**EXTRACTED RECORDS:**
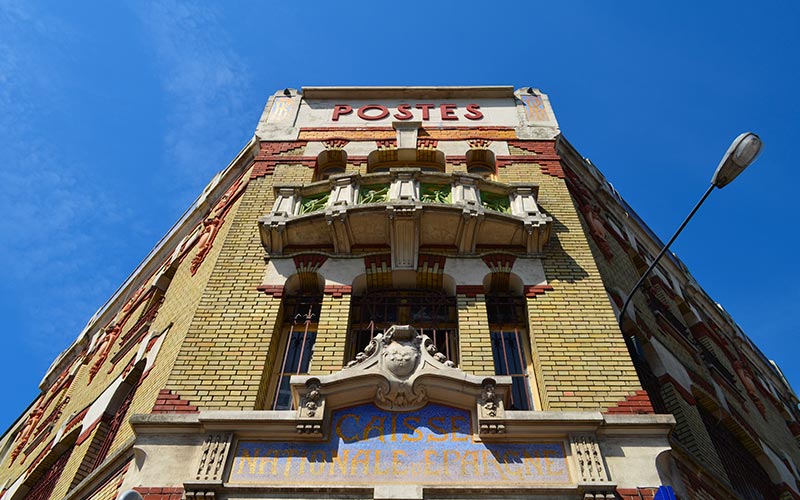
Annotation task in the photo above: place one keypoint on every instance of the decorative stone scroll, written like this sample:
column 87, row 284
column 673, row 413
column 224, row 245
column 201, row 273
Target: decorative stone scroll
column 212, row 459
column 588, row 458
column 401, row 354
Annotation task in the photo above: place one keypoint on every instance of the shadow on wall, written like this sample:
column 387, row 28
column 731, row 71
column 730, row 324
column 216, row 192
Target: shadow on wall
column 558, row 263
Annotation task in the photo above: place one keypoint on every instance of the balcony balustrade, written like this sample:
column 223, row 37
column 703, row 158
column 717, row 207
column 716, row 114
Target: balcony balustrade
column 405, row 208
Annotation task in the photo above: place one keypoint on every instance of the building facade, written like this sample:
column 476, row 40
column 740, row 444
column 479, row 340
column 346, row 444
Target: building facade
column 407, row 293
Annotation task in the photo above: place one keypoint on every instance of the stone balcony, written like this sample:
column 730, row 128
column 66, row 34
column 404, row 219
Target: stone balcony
column 405, row 209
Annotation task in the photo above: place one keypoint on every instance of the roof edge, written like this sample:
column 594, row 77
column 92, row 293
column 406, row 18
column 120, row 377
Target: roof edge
column 496, row 91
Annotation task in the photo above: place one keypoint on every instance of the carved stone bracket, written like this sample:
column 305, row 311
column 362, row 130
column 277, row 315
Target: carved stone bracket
column 537, row 225
column 311, row 409
column 401, row 354
column 588, row 459
column 213, row 457
column 339, row 227
column 491, row 409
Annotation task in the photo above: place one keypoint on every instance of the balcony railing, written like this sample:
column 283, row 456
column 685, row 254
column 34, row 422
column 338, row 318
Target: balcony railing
column 510, row 210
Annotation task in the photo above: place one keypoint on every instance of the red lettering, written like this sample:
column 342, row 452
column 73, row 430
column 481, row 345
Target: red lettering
column 473, row 113
column 426, row 110
column 448, row 111
column 341, row 109
column 404, row 112
column 362, row 112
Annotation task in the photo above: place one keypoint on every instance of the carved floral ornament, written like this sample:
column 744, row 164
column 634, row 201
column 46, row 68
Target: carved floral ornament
column 400, row 370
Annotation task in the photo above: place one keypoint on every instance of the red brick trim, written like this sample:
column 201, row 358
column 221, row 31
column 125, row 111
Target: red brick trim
column 357, row 160
column 169, row 402
column 337, row 290
column 687, row 396
column 499, row 262
column 160, row 493
column 274, row 290
column 85, row 433
column 309, row 263
column 544, row 154
column 377, row 263
column 637, row 493
column 469, row 290
column 532, row 291
column 635, row 404
column 423, row 142
column 785, row 488
column 76, row 419
column 335, row 143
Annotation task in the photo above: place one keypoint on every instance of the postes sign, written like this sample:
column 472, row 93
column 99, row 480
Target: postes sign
column 426, row 112
column 433, row 445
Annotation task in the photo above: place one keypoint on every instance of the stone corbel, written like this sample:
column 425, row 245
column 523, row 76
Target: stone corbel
column 339, row 227
column 465, row 190
column 405, row 186
column 404, row 233
column 287, row 200
column 523, row 200
column 311, row 409
column 407, row 133
column 537, row 225
column 214, row 456
column 591, row 469
column 344, row 190
column 273, row 226
column 491, row 410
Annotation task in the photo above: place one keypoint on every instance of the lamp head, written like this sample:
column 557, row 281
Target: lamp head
column 743, row 150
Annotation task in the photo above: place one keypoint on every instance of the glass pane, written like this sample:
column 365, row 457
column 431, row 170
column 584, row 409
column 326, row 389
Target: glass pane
column 509, row 359
column 299, row 349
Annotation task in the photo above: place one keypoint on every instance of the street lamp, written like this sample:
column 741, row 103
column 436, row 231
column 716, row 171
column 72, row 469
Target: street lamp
column 741, row 153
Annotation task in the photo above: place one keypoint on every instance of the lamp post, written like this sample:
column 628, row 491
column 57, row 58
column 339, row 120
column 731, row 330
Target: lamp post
column 741, row 153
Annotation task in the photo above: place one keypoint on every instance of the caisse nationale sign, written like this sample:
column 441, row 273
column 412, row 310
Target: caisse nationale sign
column 368, row 445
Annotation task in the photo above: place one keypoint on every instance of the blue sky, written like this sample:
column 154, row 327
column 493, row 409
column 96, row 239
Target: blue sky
column 114, row 115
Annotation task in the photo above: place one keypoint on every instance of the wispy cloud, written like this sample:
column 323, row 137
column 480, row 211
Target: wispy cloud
column 50, row 213
column 204, row 79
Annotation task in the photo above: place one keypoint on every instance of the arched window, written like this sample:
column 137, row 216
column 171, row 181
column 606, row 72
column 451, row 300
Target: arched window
column 481, row 161
column 746, row 475
column 431, row 312
column 508, row 327
column 110, row 424
column 300, row 320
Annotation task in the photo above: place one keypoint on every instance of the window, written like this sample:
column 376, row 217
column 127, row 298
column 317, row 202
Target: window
column 431, row 312
column 326, row 173
column 486, row 172
column 746, row 475
column 109, row 425
column 47, row 477
column 508, row 331
column 300, row 320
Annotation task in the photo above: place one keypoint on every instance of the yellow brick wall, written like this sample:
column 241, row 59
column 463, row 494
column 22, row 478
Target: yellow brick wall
column 223, row 359
column 330, row 349
column 473, row 335
column 580, row 358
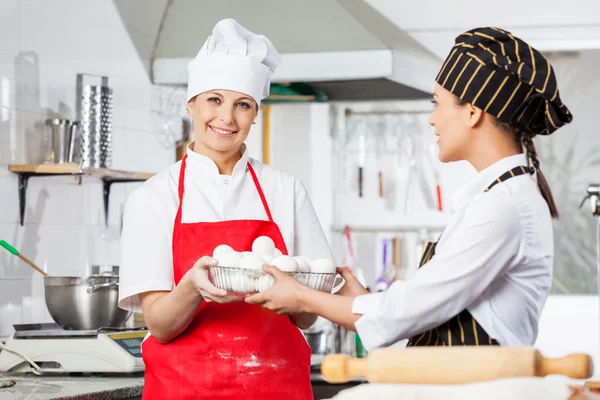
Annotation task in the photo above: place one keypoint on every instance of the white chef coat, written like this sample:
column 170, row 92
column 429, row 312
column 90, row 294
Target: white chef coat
column 146, row 252
column 494, row 258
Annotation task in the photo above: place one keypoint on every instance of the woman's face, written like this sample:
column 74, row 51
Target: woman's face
column 222, row 119
column 451, row 122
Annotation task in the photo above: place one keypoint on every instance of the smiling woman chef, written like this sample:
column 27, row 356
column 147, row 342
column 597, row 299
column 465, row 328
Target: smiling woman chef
column 487, row 279
column 198, row 348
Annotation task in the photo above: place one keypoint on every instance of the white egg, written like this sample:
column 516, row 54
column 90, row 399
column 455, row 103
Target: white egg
column 231, row 259
column 285, row 263
column 322, row 266
column 303, row 265
column 251, row 261
column 263, row 245
column 265, row 282
column 220, row 250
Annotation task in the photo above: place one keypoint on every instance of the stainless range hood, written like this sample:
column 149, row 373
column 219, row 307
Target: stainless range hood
column 344, row 48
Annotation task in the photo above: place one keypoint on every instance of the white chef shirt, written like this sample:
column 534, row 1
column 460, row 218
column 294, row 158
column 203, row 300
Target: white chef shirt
column 494, row 258
column 146, row 252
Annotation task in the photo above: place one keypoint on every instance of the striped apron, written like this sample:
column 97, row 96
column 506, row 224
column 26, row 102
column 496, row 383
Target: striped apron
column 463, row 329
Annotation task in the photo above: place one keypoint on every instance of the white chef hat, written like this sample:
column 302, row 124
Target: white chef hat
column 233, row 58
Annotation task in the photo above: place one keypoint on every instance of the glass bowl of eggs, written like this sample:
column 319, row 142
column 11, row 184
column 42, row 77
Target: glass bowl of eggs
column 240, row 273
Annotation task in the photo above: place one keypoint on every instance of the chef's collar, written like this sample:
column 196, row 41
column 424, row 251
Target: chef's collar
column 199, row 163
column 484, row 178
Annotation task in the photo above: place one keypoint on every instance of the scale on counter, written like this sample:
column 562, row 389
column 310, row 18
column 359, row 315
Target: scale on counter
column 57, row 350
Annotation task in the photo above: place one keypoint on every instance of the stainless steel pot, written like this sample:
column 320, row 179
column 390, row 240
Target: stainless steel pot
column 85, row 303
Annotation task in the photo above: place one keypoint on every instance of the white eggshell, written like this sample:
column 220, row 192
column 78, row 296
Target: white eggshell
column 303, row 265
column 322, row 266
column 220, row 250
column 285, row 263
column 263, row 245
column 265, row 282
column 251, row 261
column 231, row 259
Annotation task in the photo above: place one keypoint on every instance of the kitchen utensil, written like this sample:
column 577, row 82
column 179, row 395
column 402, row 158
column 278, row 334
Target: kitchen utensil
column 320, row 342
column 80, row 302
column 22, row 257
column 62, row 138
column 241, row 281
column 452, row 365
column 47, row 348
column 362, row 155
column 396, row 256
column 94, row 114
column 383, row 281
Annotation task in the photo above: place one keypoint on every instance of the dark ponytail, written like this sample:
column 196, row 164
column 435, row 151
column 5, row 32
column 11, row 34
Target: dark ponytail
column 526, row 138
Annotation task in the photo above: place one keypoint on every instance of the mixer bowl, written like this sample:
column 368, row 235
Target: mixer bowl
column 85, row 303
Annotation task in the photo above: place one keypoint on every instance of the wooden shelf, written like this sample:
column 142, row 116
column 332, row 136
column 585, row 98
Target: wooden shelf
column 75, row 169
column 107, row 176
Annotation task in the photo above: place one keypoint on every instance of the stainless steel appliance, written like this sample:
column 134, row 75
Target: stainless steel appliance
column 84, row 303
column 62, row 140
column 47, row 348
column 94, row 114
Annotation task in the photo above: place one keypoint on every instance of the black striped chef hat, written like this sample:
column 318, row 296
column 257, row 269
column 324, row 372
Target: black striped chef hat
column 505, row 77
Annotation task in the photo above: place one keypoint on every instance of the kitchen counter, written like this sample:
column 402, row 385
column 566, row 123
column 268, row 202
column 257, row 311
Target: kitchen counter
column 29, row 386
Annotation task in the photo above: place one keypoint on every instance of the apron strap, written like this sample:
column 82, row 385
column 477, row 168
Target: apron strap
column 260, row 192
column 180, row 190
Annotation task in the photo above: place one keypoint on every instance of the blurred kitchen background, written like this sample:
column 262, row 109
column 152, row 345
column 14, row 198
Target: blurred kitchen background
column 352, row 94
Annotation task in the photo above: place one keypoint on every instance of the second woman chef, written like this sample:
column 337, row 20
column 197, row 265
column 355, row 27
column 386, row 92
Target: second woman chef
column 487, row 279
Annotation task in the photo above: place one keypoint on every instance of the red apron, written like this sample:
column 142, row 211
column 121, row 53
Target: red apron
column 229, row 351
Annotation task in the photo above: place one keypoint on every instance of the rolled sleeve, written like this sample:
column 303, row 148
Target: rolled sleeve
column 146, row 255
column 309, row 238
column 369, row 330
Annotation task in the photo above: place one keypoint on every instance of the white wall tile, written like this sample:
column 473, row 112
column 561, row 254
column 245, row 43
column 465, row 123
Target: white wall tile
column 8, row 66
column 9, row 196
column 64, row 230
column 11, row 22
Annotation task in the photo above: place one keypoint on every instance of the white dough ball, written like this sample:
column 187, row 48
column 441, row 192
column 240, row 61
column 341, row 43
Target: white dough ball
column 285, row 263
column 322, row 266
column 263, row 245
column 303, row 265
column 220, row 250
column 251, row 261
column 231, row 259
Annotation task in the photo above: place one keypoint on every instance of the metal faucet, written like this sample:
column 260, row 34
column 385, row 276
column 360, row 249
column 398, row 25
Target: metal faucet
column 593, row 193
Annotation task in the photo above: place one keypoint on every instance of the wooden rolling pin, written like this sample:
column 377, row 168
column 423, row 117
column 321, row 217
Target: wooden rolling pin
column 452, row 365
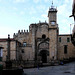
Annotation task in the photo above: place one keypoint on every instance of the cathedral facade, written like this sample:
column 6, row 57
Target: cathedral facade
column 41, row 43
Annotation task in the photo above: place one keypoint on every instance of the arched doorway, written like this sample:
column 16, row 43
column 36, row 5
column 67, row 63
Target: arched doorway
column 44, row 54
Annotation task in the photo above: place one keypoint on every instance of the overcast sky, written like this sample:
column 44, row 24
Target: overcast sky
column 19, row 14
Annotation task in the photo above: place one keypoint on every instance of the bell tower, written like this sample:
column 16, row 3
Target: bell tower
column 52, row 16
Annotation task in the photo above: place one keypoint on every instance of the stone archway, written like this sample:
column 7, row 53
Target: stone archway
column 44, row 54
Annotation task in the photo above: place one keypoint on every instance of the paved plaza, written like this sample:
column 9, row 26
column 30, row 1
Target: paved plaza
column 67, row 69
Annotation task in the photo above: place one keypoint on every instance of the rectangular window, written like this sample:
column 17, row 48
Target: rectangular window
column 65, row 49
column 68, row 39
column 59, row 39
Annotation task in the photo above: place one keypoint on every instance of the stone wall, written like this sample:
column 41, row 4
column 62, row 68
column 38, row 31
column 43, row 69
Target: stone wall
column 70, row 48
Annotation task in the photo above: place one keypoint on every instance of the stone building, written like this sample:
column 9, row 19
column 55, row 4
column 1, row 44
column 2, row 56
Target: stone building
column 41, row 43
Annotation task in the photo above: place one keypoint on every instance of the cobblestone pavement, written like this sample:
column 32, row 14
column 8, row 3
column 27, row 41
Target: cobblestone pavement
column 67, row 69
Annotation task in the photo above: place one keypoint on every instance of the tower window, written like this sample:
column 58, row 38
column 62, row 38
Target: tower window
column 68, row 39
column 59, row 39
column 65, row 49
column 43, row 36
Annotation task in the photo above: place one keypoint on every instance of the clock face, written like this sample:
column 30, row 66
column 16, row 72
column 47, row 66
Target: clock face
column 52, row 23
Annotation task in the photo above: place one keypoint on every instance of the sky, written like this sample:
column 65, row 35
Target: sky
column 19, row 14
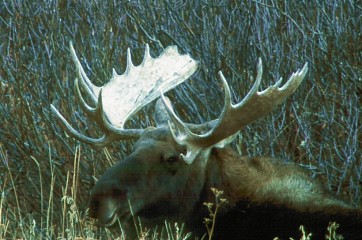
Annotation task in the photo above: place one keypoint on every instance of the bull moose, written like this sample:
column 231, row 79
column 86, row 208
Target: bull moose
column 173, row 166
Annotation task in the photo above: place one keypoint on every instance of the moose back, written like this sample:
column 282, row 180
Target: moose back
column 174, row 165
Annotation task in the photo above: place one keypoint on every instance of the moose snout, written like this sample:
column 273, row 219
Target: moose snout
column 105, row 199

**AIM:** Copy the records above verbatim, from their beginning through the line that holds "column 558, row 263", with both ends included. Omit the pictures from your copy.

**EXPECTED ANSWER:**
Annotation task in the photo above: place one keypoint on every instance of the decorative stone scroll, written like this sample:
column 87, row 284
column 673, row 413
column 224, row 245
column 201, row 273
Target: decorative stone scroll
column 212, row 459
column 588, row 458
column 401, row 354
Annotation task in the photo above: place one keypoint on every instance of the shadow on wall, written like this sample:
column 387, row 28
column 731, row 71
column 730, row 324
column 216, row 192
Target: shadow on wall
column 558, row 263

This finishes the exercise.